Text under study START

(Bloomberg) Deutsche Bank AG agreed to pay $95 million to settle U.S. claims it used underfunded shell companies to evade taxes, the second time since 2010 that it resolved a government tax case.
The U.S. sued the bank in 2014 after its 1999 purchase of a company that held stock whose sale would trigger more than $100 million in taxable gains. The government sought $190 million, claiming the bank structured a deal with shell companies to avoid paying the taxes.
“We are pleased to resolve this claim and put these events from more than 16 years ago behind us,” spokeswoman Amanda Williams said in an e-mail Wednesday.
The settlement comes as Deutsche Bank and other lenders seek to wrap up legal issues before President-elect Donald Trump takes office. Last month, the German bank agreed to pay $7.2 billion to resolve a U.S. probe into its sale of the toxic debt that fueled the financial crisis, and Credit Suisse Group AG agreed to pay $5.3 billion. Deutsche Bank is Trump’s biggest lender, owning about half of the billionaire’s outstanding debt in loans tied to his hotel in Washington and Doral, a Miami golf resort.

Text under study END

# About this exercise
Can you write out the Deutsche Bank tax settlement article word for word, in full? Only the text itself is needed here.

Extracted records START

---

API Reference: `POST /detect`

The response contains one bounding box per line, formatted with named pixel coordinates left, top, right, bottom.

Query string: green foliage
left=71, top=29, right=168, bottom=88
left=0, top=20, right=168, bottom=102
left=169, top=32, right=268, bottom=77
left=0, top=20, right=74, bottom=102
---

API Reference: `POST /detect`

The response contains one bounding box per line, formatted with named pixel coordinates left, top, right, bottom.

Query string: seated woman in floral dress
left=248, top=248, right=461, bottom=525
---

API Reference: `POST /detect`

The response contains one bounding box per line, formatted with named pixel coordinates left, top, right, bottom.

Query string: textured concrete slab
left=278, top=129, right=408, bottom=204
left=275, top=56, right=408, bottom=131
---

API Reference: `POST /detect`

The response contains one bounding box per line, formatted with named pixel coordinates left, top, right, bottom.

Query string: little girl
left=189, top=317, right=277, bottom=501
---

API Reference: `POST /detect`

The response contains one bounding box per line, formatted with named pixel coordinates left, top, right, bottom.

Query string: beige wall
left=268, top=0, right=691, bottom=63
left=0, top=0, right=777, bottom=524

Extracted records END
Extracted records START

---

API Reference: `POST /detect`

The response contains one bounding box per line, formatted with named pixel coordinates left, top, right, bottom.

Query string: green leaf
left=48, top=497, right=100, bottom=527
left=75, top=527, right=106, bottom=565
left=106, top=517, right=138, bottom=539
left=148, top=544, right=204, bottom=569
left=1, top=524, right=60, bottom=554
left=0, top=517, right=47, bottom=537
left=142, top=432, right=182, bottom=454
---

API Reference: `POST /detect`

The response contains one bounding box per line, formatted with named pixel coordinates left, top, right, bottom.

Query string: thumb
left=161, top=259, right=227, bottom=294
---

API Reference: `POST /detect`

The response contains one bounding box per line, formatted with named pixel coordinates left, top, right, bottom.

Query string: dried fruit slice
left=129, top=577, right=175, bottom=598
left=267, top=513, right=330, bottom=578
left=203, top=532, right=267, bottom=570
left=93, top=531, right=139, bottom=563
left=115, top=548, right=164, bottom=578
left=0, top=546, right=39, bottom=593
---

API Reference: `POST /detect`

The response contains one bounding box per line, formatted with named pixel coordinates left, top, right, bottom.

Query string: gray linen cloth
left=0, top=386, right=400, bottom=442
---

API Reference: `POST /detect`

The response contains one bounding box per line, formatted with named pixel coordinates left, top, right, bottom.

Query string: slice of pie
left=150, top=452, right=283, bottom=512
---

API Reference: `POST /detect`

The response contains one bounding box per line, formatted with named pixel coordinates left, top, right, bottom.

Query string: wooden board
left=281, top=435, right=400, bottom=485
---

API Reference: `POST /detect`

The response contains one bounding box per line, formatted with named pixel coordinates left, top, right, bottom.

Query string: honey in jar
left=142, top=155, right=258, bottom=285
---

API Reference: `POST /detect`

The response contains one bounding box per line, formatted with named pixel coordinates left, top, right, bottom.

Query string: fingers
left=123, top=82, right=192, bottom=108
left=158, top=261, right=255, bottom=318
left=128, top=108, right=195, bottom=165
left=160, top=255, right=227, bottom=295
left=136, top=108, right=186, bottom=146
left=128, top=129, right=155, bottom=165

Extracted records END

# Exercise output
(Bloomberg) Deutsche Bank AG agreed to pay $95 million to settle U.S. claims it used underfunded shell companies to evade taxes, the second time since 2010 that it resolved a government tax case.
The U.S. sued the bank in 2014 after its 1999 purchase of a company that held stock whose sale would trigger more than $100 million in taxable gains. The government sought $190 million, claiming the bank structured a deal with shell companies to avoid paying the taxes.
“We are pleased to resolve this claim and put these events from more than 16 years ago behind us,” spokeswoman Amanda Williams said in an e-mail Wednesday.
The settlement comes as Deutsche Bank and other lenders seek to wrap up legal issues before President-elect Donald Trump takes office. Last month, the German bank agreed to pay $7.2 billion to resolve a U.S. probe into its sale of the toxic debt that fueled the financial crisis, and Credit Suisse Group AG agreed to pay $5.3 billion. Deutsche Bank is Trump’s biggest lender, owning about half of the billionaire’s outstanding debt in loans tied to his hotel in Washington and Doral, a Miami golf resort.